[start]

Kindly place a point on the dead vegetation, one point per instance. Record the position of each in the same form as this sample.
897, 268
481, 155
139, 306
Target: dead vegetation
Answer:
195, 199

[end]

Your goal:
Arrange every line of the rows above as a numbered list, omitting any blank lines.

Expected answer:
1. Kindly place a point on the dead vegetation, one point per instance. Record the position of each in the same form as this sample.
2. 897, 268
3. 481, 155
4. 139, 306
5. Target: dead vegetation
6. Answer:
7. 195, 199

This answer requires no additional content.